Quoted text:
To cut the story short; after adding the new water to the tank plus the de-chlorinator; the fish started to suffer something, they lost balance, some of them were not able to breath, and in just a few minutes I started losing the fish one after the other, in almost 30 minutes I lost 9 fish (3 cardinal tetras, 1 zebra danio, 2 black empire tetras, 1 cory cat, 1 otocinclus, and 1 Harylquin rasbora) - in my 3 years of the aquarium hobby and fish keeping I never faced the same issue before

I don't have currently a chlorine test kit or test strips but I think it was an excess chlorine in the water that the water company for some reason decided to add more than the usual amount of chlorine, this extra amount caused this situation, but it was very fast that I couldn't handle fast enough, at the end everything was stabilized after adding extra amounts of the de-chlorinator

After things are back to normal now, I believe there are several points to learn from this accident:

- I must keep a chlorine test kit to test the water to avoid using it in case the chlorine was more that the usual
- I am using a local made de-chlorinator which is much cheaper than the brand names, but I believe I might return back to brand names like Seachem for example
- Facing this situation caused me not to think straight, I should have moved the fish at once to another established tank
- I might go for changing 30% of the water instead of 50% to avoid a huge change in the water parameters

What else would you advice as precautions while changing the water?

Instruction A:
According to the aquarium post, what finally stabilized the tank?
Instruction B:
Print the aquarium post, starting at the words "After things are" and stopping after the words "changing the water?".

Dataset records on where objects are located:
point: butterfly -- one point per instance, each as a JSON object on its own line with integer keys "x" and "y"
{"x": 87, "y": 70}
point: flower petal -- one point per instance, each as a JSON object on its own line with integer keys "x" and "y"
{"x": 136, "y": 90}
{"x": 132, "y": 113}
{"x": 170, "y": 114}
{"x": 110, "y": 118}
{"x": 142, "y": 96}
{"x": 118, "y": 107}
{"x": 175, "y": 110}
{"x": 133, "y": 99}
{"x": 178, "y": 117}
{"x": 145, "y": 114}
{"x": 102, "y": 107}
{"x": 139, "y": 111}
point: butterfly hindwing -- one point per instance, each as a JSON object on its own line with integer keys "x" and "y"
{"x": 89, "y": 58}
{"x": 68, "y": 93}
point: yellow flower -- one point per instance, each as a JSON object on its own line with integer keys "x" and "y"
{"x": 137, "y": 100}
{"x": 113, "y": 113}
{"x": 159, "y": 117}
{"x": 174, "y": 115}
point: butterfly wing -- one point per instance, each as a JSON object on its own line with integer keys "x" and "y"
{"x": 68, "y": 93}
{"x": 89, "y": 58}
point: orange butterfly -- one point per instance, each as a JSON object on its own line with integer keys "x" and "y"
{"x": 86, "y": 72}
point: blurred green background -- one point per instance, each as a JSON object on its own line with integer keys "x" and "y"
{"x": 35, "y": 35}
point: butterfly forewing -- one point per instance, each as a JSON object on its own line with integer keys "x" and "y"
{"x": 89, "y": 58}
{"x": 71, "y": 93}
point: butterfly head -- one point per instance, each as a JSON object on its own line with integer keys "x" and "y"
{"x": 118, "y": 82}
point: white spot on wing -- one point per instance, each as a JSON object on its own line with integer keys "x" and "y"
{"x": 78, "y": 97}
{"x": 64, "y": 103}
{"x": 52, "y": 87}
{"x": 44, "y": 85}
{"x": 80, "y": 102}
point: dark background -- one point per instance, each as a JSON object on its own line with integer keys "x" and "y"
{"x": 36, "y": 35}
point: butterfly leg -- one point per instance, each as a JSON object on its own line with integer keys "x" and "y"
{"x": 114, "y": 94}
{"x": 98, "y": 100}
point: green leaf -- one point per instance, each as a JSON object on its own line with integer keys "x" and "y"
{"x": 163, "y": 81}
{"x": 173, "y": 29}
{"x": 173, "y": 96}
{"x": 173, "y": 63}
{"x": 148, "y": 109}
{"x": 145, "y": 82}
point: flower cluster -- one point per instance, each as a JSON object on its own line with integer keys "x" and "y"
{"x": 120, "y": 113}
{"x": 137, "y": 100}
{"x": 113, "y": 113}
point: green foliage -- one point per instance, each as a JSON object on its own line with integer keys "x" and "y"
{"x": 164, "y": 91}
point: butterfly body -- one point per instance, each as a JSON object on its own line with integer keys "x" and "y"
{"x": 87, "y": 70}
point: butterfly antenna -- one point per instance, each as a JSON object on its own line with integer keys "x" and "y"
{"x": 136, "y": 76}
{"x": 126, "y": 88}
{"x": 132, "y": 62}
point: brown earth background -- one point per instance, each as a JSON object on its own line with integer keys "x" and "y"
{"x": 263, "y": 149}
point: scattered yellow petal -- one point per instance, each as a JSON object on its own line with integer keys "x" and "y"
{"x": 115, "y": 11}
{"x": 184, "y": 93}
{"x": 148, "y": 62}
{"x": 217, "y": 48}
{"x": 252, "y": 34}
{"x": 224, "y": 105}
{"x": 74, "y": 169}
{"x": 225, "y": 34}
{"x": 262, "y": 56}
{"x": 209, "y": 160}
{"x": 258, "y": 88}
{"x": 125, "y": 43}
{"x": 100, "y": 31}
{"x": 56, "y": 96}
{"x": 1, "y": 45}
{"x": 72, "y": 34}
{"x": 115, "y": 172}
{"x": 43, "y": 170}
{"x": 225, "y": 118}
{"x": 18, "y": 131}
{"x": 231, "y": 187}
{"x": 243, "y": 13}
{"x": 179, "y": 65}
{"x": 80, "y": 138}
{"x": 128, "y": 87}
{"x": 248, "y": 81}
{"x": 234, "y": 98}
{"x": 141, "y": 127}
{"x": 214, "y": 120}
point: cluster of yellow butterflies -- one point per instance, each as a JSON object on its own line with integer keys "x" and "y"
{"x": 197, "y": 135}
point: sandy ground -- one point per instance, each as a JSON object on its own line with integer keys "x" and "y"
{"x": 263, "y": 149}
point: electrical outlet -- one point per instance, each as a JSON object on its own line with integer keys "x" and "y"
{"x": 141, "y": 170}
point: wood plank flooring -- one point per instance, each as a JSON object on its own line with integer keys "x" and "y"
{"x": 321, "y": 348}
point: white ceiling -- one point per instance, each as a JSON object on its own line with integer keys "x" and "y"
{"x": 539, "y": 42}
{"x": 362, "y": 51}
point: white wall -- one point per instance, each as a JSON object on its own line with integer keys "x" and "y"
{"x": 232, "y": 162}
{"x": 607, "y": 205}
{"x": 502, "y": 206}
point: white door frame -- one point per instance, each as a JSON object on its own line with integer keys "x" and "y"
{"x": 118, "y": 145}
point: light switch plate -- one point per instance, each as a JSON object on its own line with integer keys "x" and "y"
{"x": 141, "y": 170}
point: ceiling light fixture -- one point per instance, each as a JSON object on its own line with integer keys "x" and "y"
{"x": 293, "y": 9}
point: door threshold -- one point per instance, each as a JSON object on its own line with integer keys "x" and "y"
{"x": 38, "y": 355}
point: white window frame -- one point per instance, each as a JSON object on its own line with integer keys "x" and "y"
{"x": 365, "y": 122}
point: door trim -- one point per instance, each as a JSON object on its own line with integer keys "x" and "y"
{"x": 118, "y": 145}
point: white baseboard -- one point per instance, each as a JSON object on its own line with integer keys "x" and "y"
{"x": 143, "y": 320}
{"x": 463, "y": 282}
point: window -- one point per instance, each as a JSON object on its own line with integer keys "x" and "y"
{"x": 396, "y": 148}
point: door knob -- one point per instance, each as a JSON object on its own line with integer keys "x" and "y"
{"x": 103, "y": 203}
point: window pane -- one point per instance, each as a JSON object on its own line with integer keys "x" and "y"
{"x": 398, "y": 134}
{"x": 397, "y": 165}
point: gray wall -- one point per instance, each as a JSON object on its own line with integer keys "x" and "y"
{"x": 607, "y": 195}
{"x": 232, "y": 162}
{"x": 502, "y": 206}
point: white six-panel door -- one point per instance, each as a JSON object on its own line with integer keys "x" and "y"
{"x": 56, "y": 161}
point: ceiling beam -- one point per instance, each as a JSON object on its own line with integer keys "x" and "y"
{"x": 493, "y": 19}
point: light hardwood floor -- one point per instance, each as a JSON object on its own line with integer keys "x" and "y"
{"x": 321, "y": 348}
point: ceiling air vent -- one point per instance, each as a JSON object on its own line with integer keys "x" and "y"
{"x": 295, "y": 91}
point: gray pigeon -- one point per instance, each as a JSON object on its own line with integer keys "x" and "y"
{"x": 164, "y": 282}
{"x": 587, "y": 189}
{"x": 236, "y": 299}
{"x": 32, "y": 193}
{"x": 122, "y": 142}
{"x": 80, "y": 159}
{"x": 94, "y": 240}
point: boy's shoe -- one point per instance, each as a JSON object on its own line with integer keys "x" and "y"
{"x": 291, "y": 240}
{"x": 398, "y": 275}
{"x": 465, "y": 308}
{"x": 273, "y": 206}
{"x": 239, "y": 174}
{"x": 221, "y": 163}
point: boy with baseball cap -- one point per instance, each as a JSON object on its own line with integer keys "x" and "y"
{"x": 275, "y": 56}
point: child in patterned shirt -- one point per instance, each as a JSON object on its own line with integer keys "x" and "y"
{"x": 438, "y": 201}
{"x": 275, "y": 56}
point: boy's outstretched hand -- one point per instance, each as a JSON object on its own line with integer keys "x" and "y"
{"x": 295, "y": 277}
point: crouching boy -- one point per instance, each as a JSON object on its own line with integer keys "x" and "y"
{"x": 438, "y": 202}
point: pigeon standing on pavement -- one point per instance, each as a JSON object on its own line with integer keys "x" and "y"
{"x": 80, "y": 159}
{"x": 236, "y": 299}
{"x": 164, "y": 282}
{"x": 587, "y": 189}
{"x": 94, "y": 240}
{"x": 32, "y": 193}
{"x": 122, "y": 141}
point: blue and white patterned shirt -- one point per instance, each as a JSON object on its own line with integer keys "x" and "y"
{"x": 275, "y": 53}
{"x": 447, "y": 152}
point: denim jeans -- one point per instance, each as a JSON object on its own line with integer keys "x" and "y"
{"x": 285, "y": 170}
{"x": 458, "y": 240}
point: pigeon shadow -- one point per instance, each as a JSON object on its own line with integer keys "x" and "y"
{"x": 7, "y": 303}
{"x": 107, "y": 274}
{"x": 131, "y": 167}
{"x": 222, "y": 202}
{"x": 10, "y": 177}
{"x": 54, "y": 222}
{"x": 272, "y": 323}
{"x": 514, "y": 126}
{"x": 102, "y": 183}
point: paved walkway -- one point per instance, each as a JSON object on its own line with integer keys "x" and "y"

Exercise response A:
Adding extra amounts of the de-chlorinator.

Exercise response B:
After things are back to normal now, I believe there are several points to learn from this accident:

- I must keep a chlorine test kit to test the water to avoid using it in case the chlorine was more that the usual
- I am using a local made de-chlorinator which is much cheaper than the brand names, but I believe I might return back to brand names like Seachem for example
- Facing this situation caused me not to think straight, I should have moved the fish at once to another established tank
- I might go for changing 30% of the water instead of 50% to avoid a huge change in the water parameters

What else would you advice as precautions while changing the water?